_Extrait:_
****
L’extrême droite menace la République, on se réveille ?

Le climat est à l’orage en France. La tribune des militaires factieux et l’importance de la vague de soutien qu’elle a engendrée constitue une piqure de rappel pour tous ceux qui l’auraient oublié : l’extrême droite menace notre République. Le résultat de longs mois durant lesquels la majorité du champ politique et médiatique a préféré dénoncer un «islamogauchisme» imaginaire. Le résultat aussi de la stratégie d’Emmanuel Macron pour 2022. Les signaux se sont multipliés ces derniers mois : l’extrême droite est en roue libre dans notre pays. On se réveille ?

8000 militaires factieux, des soutiens et des silences qui en disent long

Nauséabond. Le climat dans notre pays pue franchement. Ce mercredi 28 avril 2021, durant toute l’après-midi, le #soutienauxgénéraux était en tête des tendances en France sur Twitter. En soutien à la tribune de 20 généraux publié dans le journal d’extrême droite Valeurs Actuelles appelant l’« intervention de [leurs] camarades d’active » pour mettre fin au « laxisme », dessinant «une mission périlleuse de protection de nos valeurs civilisationnelles et de sauvegarde de nos compatriotes sur le territoire national ». Ces généraux soutenus par 1000 militaires désignent les adversaires : «l’islamisme», les «hordes de banlieues» , un «certain antiracisme» dont les représentants, «partisans haineux et fanatiques» veulent «la guerre raciale».

Un appel publié le 21 avril 2021. Soixante ans jour pour jour après la tentative du putsch d’Alger, le 21 avril 1961. Le message est fort. La rhétorique utilisée, celle de la guerre civile, et la cible dressée, les jeunes de banlieues et les islamogauchistes, ne laissent guère de place au doute. L’extrême droite se prépare. Elle compte ses forces. Les soutiens engrangés ces dernières heures sont nombreux. Ce sont désormais plus de 8000 militaires qui ont signé l’appel. Plus de 5000 militaires factieux en moins de 24 heures. Les soutiens venus de la droite du champ politique et médiatique se multiplient. Les silences en disent beaucoup également.
****
_Données fournies:_
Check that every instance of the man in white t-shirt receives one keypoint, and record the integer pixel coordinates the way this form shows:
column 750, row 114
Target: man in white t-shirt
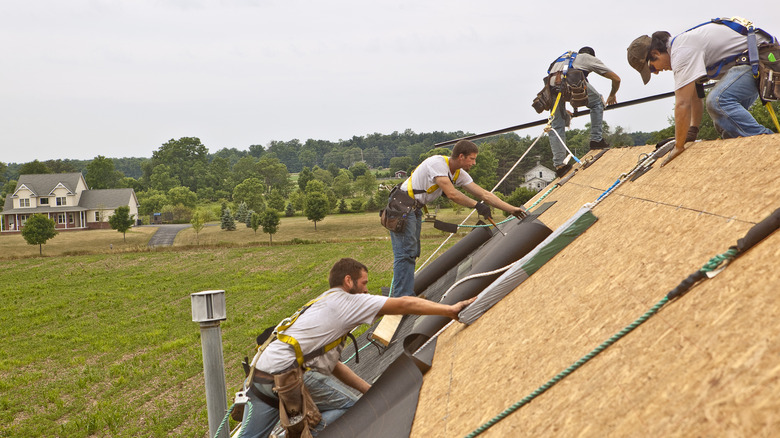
****
_Consignes de travail:_
A. Répondez aux questions suivantes d'après l'extrait :
(i) Dans quel journal la tribune des vingt généraux a-t-elle été publiée ?
(ii) Quel mot-dièse était en tête des tendances en France sur Twitter le mercredi 28 avril 2021 ?
(iii) Quel événement s'est produit soixante ans jour pour jour avant la publication de l'appel ?
B. Recopiez à l'identique le passage de l'extrait allant de « L’extrême droite menace la » jusqu'à « pays. On se réveille ? ».
Ces données proviennent d'une source distincte de l'extrait.

_Corrigés détaillés:_
A.
(i) Dans Valeurs Actuelles.
(ii) #soutienauxgénéraux.
(iii) La tentative du putsch d'Alger, le 21 avril 1961.

B.
L’extrême droite menace la République, on se réveille ?

Le climat est à l’orage en France. La tribune des militaires factieux et l’importance de la vague de soutien qu’elle a engendrée constitue une piqure de rappel pour tous ceux qui l’auraient oublié : l’extrême droite menace notre République. Le résultat de longs mois durant lesquels la majorité du champ politique et médiatique a préféré dénoncer un «islamogauchisme» imaginaire. Le résultat aussi de la stratégie d’Emmanuel Macron pour 2022. Les signaux se sont multipliés ces derniers mois : l’extrême droite est en roue libre dans notre pays. On se réveille ?